Extend the passage on nurses and the mandatory reporting of child abuse, picking up after its last sentence.
── DOCUMENT EXTRACT
In some cases mandatory reporting of child abuse is limited by privileged communications such as, the doctor - patient privilege, or the attorney client privilege, although even these privileged communications are revoked in many cases, if a client/patient has indicated that they have harmed. or are intending to harm another. These mandatory reports can be made anonymously although in the case of medical professionals this does not happen as they are often required to act as witnesses if a child abuse case goes to court. It should be stated that a nurse should think carefully before reporting potential abuse because, while there is a powerful chance that a child is being abused they may also not be being abused. Finally, it should be stated that if a nurse has any doubts at all they should report potential physical abuse of a child because; failure to report could have dire consequences both for the nurse and the child.
────
── EXTRACTED DATA
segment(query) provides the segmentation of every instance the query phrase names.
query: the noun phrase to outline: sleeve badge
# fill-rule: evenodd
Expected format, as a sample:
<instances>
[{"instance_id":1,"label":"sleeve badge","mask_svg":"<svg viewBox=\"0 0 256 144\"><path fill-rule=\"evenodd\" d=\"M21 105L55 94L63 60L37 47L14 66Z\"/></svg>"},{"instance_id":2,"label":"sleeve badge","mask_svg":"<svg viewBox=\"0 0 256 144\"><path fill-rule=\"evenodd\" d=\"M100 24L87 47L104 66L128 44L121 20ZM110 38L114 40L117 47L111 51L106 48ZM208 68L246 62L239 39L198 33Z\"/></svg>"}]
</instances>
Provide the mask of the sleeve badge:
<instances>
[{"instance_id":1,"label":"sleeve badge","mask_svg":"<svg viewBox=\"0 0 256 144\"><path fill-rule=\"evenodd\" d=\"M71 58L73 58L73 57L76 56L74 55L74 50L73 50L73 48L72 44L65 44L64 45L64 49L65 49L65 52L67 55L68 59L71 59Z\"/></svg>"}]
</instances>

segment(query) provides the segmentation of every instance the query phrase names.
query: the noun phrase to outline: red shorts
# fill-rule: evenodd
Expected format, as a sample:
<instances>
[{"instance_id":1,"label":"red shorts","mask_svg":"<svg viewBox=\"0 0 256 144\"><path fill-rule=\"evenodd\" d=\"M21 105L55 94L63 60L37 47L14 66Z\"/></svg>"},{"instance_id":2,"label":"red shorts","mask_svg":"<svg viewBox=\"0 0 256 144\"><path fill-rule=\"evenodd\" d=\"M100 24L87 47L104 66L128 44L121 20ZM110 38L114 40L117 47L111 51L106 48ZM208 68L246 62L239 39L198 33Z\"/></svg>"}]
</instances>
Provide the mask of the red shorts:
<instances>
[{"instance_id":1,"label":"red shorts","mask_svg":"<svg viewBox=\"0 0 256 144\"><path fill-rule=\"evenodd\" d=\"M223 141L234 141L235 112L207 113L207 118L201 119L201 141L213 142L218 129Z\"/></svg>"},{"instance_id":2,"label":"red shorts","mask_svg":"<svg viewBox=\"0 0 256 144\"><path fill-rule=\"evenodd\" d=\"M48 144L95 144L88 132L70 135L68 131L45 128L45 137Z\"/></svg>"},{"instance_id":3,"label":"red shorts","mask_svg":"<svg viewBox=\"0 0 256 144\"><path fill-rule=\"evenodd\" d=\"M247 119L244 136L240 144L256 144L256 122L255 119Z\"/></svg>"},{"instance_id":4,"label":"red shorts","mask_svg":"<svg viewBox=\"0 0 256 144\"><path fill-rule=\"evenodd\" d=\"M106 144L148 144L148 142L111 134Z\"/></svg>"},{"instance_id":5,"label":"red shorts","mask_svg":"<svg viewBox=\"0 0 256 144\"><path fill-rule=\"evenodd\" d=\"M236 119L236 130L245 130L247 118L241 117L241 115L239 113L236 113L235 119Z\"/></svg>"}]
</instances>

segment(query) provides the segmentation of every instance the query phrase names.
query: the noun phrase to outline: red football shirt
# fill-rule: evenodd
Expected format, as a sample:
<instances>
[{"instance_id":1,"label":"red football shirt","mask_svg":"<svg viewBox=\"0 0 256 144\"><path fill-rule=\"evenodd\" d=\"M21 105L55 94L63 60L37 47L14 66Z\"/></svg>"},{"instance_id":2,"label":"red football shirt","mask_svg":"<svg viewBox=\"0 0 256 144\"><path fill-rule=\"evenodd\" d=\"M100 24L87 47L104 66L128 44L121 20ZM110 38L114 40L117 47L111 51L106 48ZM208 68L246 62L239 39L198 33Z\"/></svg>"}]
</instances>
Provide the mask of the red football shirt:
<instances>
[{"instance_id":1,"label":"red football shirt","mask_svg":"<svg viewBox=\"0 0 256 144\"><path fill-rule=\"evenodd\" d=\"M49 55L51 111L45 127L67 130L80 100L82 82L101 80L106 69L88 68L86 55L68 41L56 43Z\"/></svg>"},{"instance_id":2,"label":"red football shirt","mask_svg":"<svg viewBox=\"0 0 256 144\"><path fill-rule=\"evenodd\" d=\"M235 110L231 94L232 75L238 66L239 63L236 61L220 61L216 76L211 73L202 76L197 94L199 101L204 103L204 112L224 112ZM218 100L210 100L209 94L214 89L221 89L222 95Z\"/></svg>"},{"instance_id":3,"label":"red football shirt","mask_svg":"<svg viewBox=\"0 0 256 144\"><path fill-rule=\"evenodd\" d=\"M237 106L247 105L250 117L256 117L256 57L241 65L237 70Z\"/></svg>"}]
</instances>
────
* [RESPONSE AREA]:
VI. Recovery from Physical Abuse
According to MacGuiness and Schneider (2007), physical abuse can have serious consequences for a child. They may develop mental illnesses such as, eating disorders, or depression. They may also develop issues with oppositional behavior, promiscuity, and other behavioral problems. They argue that getting the children out of abusive homes and into homes where they will be cared for are vital in order to ensure their recovery. Bauman (2007) claims that there are three major paths that nurse can guide patients who have been abused as children on in order to recover. First, is the psychiatric/mental health model in which a person uses traditional psychological counseling and anti anxiety/depression medication to recover from abuse. Second, is the Spirituality method that includes participating in spiritual and religious activities and receiving pastoral counseling from church leader on how to deal with the abuse. The final method is that of Human Becoming Therapy in which the person focuses on learning their place in the universe, and dealing with quality of life issues such as learning what “ normal” is like. Each method has its strong and weak points and should be carefully considered before determining which one should be used to help a child recover from physical abuse.
In conclusion, it can be stated that nurses play a powerful role in preventing, identifying, assessing, reporting and helping children to recover from physical abuse. Their ability to identify the signs of abuse or potential abuse, and to assess the level of the abuse are strong determinants in whether legal steps are taken to prevent further harm to the child. They also play a role in educating parents about what types of behaviors constitute abuse in comparison to what types of behaviors are considered disciplinary from a legal and medical standpoint, and in insuring that a child has good quality of life, and a short recovery time after an incidence of physical abuse.
Baumann, S. (2007). Recovering from Abuse: A Comparison of Three Paths. Nursing Science Quarterly, v20 , 342-350.
Child Welfare Information Gateway. (2008, May 1). Identifying Child Abuse and Neglect.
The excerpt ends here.